— Source excerpt —
◆ ◆ ◆ ◆ ◆

Akira Kurosawa
Akira Kurosawa’s Seven Samurai is, of course, one of the great films. I enjoy Yojimbo, and I like Rashomon for reasons besides its special story structure.
Of the later samurai movies, I think Kagemusha is far better than the more famous Ran.
Still, though, the Kurosawa films I admire most and feel most are not the samurai pictures, but a set of four movies made in modern Tokyo: Drunken Angel, Stray Dog, The Bad Sleep Well, and High and Low.
In his largely appreciative NY Times review today of the new Criterion DVD release of Drunken Angel, Dave Kehr may be more concerned to classify and dispose of the film according to its assigned type (”film noir,” “tenement drama”) than to cope with what he actually sees on the screen. He’s thus puzzled to find that the film’s pairing of the actors Toshiro Mifune and Takashi Shimura, “seems to represent the fundamental division in Kurosawa’s work between high-minded sentiment and down-and-dirty action.” This duality in the film is a unity. Perhaps Kehr is so sensitive to the scenes he finds “bluntly didactic” that he doesn’t recognize it’s not Kurosawa who’s occasionally preachy but Shimura’s character, Doctor Sanada. Kurosawa himself does not necessarily use the doctor as a mouthpiece; he portrays a duality, or multiplicity, united in Sanada’s personality. Kurosawa doubtless is in favor of better hygiene among slum dwellers, but he has other interests in this movie. Sanada may not speak for Kurosawa any more than his antagonist Matsunaga does. (It helps in visualizing to think of them as Sanada and Matsunaga and not in show-biz terms as “the Shimura character” and “the Mifune character.” They’re genuine, real, suspension-of-disbelief humans, not dressed-up actors.) The action scenes — and others — are Kurosawa’s way of representing the complexity of his people. I personally appreciate such craftsmanship and such poetry.

◆ ◆ ◆ ◆ ◆

— Problem details —
How would you render this sentence from the Kurosawa passage above in Spanish: "Of the later samurai movies, I think Kagemusha is far better than the more famous Ran."

— Items listed in a dataset —

◆ ◆ ◆ ◆ ◆

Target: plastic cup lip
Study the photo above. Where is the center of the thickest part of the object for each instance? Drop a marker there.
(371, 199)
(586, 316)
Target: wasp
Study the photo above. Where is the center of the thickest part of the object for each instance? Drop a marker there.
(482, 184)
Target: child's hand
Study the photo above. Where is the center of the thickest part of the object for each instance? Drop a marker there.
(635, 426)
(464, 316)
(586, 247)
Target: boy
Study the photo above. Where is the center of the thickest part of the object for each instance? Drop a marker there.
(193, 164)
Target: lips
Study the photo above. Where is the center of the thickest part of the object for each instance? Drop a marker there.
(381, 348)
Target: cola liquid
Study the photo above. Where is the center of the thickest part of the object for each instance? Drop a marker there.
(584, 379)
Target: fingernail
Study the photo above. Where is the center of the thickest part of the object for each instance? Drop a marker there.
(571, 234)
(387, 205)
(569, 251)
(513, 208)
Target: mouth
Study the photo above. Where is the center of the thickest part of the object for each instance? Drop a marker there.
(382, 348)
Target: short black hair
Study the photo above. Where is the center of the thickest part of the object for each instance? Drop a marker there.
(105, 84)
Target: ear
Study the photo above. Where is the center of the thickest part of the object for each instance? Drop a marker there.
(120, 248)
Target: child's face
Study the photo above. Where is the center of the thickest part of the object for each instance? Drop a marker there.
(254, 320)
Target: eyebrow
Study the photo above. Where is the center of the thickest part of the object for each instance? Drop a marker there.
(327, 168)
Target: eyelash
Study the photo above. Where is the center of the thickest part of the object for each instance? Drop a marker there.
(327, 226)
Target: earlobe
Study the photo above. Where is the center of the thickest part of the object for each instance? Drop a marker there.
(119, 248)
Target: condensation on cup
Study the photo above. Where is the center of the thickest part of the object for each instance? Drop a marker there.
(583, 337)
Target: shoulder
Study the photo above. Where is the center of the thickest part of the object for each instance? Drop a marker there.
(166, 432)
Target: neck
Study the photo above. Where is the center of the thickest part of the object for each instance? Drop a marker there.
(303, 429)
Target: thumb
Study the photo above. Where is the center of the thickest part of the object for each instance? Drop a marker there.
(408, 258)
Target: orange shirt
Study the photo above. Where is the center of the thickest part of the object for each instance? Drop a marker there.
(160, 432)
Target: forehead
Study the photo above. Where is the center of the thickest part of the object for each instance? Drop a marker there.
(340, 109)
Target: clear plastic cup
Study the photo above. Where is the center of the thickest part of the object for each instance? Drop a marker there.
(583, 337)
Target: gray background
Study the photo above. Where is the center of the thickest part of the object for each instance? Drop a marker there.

◆ ◆ ◆ ◆ ◆

— Written answer —
De las películas de samuráis posteriores, creo que Kagemusha es muy superior a la más famosa Ran.